## Task to complete
The reply should consist of one number, the count of lines below in which the word "striped" appears.

## Dataset extract

○ ○ ○ ○ ○

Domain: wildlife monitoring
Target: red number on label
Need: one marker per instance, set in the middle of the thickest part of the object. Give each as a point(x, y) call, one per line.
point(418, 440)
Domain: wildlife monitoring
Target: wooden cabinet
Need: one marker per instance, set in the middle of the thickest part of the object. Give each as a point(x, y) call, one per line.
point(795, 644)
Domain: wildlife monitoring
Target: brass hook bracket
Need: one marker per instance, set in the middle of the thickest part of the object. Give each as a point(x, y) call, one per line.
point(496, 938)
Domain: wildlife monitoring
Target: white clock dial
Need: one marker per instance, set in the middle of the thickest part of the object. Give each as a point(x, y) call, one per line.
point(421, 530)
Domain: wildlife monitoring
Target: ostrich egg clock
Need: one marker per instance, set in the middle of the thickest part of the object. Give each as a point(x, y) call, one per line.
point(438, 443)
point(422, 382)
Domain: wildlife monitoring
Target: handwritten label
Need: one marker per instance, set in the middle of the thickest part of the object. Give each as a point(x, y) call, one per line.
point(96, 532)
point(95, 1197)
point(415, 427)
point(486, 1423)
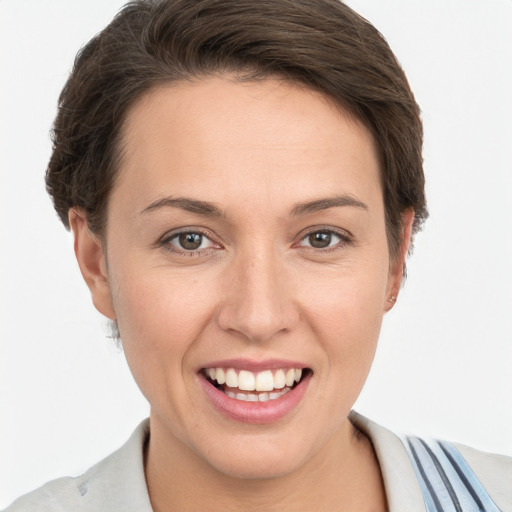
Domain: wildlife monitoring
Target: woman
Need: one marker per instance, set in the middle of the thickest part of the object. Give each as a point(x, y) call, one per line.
point(243, 181)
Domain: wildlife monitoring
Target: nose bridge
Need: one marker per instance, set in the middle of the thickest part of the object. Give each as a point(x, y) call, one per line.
point(257, 303)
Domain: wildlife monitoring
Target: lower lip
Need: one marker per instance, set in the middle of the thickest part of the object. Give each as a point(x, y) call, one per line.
point(257, 413)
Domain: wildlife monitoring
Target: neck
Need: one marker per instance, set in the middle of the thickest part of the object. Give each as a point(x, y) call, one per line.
point(344, 475)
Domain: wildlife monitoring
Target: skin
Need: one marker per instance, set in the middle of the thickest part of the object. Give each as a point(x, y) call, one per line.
point(256, 289)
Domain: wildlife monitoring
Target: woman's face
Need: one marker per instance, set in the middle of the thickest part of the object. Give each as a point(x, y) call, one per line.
point(246, 233)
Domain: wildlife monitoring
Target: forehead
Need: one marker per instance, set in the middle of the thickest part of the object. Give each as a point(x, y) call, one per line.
point(222, 139)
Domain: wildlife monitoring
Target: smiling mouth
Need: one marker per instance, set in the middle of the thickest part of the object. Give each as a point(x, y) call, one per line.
point(250, 386)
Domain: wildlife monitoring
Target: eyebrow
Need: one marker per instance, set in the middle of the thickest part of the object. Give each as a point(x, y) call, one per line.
point(190, 205)
point(325, 203)
point(208, 209)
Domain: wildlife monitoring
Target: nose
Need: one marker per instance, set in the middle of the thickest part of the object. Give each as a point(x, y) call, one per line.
point(258, 301)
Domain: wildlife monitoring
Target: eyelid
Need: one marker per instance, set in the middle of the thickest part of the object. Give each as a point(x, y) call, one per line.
point(345, 236)
point(170, 235)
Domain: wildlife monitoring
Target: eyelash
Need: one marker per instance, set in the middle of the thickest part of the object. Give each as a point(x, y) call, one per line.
point(345, 239)
point(166, 242)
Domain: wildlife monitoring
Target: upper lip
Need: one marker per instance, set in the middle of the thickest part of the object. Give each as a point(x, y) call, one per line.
point(253, 365)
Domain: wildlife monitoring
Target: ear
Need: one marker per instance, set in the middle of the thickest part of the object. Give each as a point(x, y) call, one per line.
point(396, 267)
point(92, 263)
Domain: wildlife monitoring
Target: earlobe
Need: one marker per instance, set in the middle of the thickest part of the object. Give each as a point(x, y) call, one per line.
point(396, 269)
point(91, 260)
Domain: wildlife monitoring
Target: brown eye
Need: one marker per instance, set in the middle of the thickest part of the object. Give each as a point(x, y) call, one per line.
point(190, 241)
point(320, 240)
point(325, 239)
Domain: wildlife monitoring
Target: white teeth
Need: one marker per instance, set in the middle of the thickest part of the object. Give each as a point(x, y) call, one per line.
point(261, 397)
point(265, 381)
point(231, 378)
point(279, 380)
point(246, 380)
point(221, 376)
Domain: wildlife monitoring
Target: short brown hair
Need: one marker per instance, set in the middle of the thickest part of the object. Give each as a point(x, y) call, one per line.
point(322, 44)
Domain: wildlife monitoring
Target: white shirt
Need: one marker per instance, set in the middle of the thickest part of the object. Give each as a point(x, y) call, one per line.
point(117, 483)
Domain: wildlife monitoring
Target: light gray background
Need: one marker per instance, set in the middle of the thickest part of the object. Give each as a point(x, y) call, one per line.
point(444, 364)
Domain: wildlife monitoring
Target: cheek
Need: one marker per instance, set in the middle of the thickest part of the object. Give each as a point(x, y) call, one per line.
point(346, 311)
point(159, 318)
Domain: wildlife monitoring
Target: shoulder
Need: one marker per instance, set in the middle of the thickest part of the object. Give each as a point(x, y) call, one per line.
point(116, 483)
point(425, 474)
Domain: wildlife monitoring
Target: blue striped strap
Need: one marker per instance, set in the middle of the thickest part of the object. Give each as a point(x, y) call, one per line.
point(447, 482)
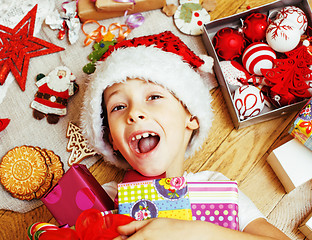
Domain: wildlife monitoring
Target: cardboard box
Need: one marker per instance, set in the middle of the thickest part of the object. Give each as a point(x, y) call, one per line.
point(306, 227)
point(215, 202)
point(164, 197)
point(87, 10)
point(144, 5)
point(292, 163)
point(76, 191)
point(234, 21)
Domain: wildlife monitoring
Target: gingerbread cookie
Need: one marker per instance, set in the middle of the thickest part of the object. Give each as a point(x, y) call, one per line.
point(23, 170)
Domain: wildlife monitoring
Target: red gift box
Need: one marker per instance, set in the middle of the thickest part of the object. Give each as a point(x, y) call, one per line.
point(76, 191)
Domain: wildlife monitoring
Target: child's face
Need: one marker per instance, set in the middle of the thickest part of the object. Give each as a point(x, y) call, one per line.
point(148, 126)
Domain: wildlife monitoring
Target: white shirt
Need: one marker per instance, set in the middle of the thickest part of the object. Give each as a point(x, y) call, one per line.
point(247, 210)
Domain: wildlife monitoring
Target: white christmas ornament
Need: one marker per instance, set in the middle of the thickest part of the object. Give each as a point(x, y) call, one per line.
point(248, 101)
point(190, 17)
point(282, 35)
point(296, 16)
point(258, 56)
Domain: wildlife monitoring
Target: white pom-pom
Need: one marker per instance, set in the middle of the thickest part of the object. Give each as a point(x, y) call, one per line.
point(208, 65)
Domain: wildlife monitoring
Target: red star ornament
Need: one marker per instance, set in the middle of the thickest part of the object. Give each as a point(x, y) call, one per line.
point(18, 45)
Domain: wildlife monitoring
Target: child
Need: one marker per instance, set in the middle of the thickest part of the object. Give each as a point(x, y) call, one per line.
point(148, 107)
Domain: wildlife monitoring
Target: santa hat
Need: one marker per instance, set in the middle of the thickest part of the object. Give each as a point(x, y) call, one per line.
point(162, 59)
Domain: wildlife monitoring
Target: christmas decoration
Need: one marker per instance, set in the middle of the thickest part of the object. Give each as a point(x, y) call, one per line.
point(77, 145)
point(66, 21)
point(248, 101)
point(229, 43)
point(98, 50)
point(254, 27)
point(279, 100)
point(4, 122)
point(18, 45)
point(296, 16)
point(282, 35)
point(190, 17)
point(234, 72)
point(53, 93)
point(258, 56)
point(290, 74)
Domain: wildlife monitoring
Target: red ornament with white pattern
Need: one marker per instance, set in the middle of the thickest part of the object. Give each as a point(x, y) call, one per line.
point(229, 43)
point(248, 101)
point(258, 56)
point(254, 27)
point(282, 35)
point(296, 16)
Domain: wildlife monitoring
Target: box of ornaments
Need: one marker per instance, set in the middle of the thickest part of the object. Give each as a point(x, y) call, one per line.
point(263, 60)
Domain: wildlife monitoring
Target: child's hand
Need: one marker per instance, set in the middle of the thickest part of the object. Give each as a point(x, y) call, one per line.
point(157, 228)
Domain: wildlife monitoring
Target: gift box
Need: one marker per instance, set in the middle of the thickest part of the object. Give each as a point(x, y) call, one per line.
point(306, 227)
point(292, 163)
point(235, 21)
point(75, 192)
point(87, 9)
point(215, 202)
point(302, 126)
point(138, 6)
point(165, 197)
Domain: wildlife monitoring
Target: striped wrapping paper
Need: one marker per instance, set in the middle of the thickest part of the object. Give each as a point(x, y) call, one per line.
point(166, 197)
point(215, 202)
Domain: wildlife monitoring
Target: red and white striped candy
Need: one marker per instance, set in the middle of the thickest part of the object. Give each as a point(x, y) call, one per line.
point(258, 56)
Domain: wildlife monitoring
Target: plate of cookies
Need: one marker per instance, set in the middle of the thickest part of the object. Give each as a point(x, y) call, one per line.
point(28, 172)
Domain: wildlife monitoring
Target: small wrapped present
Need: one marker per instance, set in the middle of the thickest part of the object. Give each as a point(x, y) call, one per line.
point(165, 197)
point(215, 202)
point(88, 10)
point(75, 192)
point(302, 126)
point(138, 5)
point(306, 227)
point(292, 164)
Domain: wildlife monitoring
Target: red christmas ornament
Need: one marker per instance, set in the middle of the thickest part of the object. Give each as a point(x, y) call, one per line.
point(18, 45)
point(254, 27)
point(229, 43)
point(282, 100)
point(291, 74)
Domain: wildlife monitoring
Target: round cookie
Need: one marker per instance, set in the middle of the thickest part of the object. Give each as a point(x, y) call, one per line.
point(23, 170)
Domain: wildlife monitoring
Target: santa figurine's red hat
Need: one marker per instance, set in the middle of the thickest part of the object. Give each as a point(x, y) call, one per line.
point(162, 59)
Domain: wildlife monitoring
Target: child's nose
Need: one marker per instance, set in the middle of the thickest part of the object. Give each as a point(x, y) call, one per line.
point(135, 115)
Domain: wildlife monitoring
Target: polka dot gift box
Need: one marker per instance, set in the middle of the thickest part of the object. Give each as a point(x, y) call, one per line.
point(215, 202)
point(164, 197)
point(75, 192)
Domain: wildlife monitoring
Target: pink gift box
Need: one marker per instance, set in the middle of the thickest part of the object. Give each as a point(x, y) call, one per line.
point(215, 202)
point(76, 191)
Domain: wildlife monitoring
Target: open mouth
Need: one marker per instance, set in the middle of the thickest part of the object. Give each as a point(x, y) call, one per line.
point(145, 142)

○ ○ ○ ○ ○

## Reply to the task
3